• [What you should do]: From the data, return each line holding the word "target".

• [Given records]:

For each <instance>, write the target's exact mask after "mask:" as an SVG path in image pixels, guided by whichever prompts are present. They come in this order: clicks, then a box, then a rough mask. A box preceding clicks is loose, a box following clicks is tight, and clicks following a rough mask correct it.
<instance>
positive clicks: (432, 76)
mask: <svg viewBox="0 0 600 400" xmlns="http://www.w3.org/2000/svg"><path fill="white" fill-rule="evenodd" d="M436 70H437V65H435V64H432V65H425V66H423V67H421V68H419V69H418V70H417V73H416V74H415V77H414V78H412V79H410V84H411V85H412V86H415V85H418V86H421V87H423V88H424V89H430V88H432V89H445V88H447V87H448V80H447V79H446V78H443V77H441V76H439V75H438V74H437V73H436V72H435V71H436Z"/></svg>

...

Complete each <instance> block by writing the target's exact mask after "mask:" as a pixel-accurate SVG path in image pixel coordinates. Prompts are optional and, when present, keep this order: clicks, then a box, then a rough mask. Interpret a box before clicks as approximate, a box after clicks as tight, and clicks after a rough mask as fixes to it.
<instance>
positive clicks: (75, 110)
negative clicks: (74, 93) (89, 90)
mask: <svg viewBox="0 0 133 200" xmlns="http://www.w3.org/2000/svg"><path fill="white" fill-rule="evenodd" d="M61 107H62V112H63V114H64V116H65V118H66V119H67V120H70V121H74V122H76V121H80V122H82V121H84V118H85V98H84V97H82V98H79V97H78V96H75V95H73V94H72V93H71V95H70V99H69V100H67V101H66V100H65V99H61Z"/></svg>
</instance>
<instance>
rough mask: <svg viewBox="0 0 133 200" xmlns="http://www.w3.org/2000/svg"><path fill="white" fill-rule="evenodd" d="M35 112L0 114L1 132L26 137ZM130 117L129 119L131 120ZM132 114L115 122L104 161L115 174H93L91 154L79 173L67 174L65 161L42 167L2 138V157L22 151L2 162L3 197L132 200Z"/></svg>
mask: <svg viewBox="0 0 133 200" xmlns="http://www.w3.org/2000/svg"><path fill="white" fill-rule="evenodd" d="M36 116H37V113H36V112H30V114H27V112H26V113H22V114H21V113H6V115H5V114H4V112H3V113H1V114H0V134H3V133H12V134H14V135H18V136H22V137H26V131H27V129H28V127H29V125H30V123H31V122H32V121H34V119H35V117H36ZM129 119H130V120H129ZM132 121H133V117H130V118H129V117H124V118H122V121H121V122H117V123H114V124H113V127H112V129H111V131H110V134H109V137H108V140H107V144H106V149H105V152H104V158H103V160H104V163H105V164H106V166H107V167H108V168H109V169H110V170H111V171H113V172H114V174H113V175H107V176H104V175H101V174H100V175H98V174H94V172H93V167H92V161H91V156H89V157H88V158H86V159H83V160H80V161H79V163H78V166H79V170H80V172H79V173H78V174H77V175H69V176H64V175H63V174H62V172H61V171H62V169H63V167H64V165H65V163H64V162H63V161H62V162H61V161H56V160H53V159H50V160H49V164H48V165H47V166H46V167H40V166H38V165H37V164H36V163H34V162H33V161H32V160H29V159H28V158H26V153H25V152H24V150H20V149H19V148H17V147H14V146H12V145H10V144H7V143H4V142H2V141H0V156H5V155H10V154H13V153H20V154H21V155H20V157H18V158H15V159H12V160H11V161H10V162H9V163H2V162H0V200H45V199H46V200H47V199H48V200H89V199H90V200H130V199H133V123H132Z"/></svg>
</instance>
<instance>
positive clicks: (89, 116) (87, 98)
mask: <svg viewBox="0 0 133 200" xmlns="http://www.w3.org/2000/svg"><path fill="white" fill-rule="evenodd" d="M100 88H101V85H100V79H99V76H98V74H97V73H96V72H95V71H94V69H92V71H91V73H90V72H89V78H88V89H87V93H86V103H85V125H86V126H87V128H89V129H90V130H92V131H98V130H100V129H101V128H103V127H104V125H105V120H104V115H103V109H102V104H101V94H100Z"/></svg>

• [Finished task]:
For each <instance>, write the target's exact mask after "mask:" as an SVG path in image pixels, guided by whichever prompts are present. They come in this order: clicks, then a box, then a rough mask. A box preceding clicks is loose, a box following clicks is tight, and clicks following a rough mask correct it.
Complete each <instance> block by writing the target's exact mask after "mask:" as a pixel-accurate SVG path in image pixel coordinates. Prompts are optional and, when present, keep this order: clicks, then a box, then a rough mask. Interpret a box before clicks as approximate, a box after clicks as tight, and clicks after a rough mask as fixes to it.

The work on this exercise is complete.